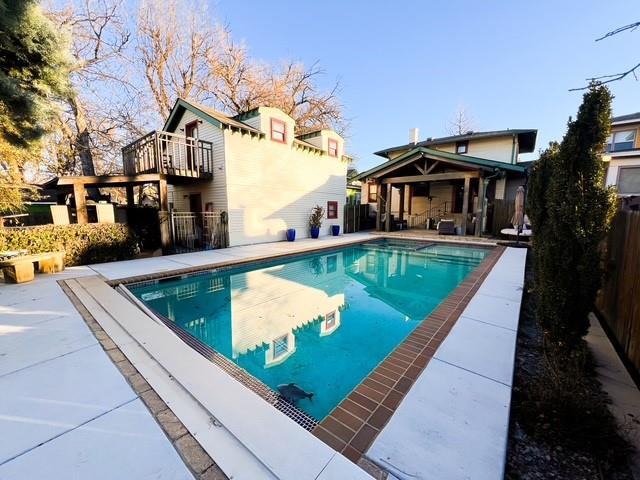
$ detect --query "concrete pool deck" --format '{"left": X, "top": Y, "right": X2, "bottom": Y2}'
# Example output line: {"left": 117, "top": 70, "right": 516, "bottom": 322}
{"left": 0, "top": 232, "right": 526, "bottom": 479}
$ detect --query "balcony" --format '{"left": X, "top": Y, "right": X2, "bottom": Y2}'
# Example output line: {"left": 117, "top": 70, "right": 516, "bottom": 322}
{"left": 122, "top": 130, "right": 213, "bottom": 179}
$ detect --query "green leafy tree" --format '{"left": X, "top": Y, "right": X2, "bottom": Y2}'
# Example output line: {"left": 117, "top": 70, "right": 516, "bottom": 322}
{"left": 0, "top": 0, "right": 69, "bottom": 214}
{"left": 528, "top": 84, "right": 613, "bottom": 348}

++++

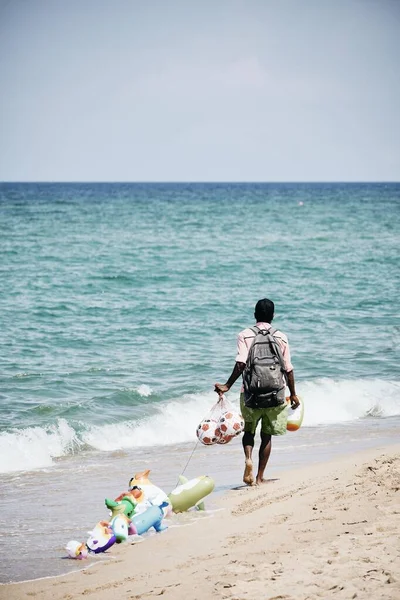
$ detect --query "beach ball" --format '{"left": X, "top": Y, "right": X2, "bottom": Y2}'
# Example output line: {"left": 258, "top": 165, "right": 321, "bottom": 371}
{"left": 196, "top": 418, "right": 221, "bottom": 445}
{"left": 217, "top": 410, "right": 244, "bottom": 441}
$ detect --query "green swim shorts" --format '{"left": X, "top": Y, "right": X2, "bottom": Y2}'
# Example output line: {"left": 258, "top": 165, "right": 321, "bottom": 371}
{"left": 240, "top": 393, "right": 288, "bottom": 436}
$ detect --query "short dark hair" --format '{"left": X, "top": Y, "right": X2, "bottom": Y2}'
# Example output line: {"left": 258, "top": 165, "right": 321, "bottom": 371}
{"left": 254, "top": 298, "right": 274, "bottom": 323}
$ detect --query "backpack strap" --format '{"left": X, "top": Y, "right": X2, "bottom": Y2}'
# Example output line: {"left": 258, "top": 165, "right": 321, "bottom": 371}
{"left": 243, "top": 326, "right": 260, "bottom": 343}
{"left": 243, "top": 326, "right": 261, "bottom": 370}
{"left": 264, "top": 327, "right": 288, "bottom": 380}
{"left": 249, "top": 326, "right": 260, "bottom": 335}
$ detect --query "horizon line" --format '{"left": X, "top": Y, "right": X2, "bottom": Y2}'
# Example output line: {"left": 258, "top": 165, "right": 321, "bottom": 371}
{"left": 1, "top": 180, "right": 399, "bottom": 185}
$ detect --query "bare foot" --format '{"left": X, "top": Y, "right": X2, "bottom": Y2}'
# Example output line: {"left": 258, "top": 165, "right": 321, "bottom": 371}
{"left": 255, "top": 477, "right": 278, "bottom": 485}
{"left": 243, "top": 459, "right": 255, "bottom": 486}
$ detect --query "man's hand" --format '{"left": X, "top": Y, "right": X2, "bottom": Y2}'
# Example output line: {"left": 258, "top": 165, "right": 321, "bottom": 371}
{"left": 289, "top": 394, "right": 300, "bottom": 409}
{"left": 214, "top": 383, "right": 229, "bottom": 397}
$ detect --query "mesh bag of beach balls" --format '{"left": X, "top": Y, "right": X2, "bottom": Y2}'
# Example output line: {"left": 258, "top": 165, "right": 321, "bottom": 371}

++++

## What is expected
Look through the entries above, and wherever a line holds the string "query", copy it.

## Result
$ detect --query "concrete pool deck" --format '{"left": X, "top": Y, "right": X2, "bottom": Y2}'
$ detect --query "balcony" --format '{"left": X, "top": Y, "right": X2, "bottom": Y2}'
$ detect --query "green leafy tree" --format '{"left": X, "top": Y, "right": X2, "bottom": Y2}'
$ detect --query "beach ball" --format '{"left": X, "top": Y, "right": X2, "bottom": Y2}'
$ detect --query "green swim shorts" --format '{"left": X, "top": Y, "right": X2, "bottom": Y2}'
$ detect --query "short dark hair" --format '{"left": X, "top": Y, "right": X2, "bottom": Y2}'
$ detect --query "backpack strap" --format '{"left": X, "top": Y, "right": X2, "bottom": Y2}'
$ detect --query "horizon line" --format '{"left": X, "top": Y, "right": X2, "bottom": Y2}'
$ detect --query "bare foot" --format '{"left": X, "top": Y, "right": X2, "bottom": Y2}'
$ detect --query "man's hand" --format '{"left": X, "top": Y, "right": X2, "bottom": Y2}'
$ detect --query "mesh bag of beach balls" --format '{"left": X, "top": Y, "right": X2, "bottom": Y2}'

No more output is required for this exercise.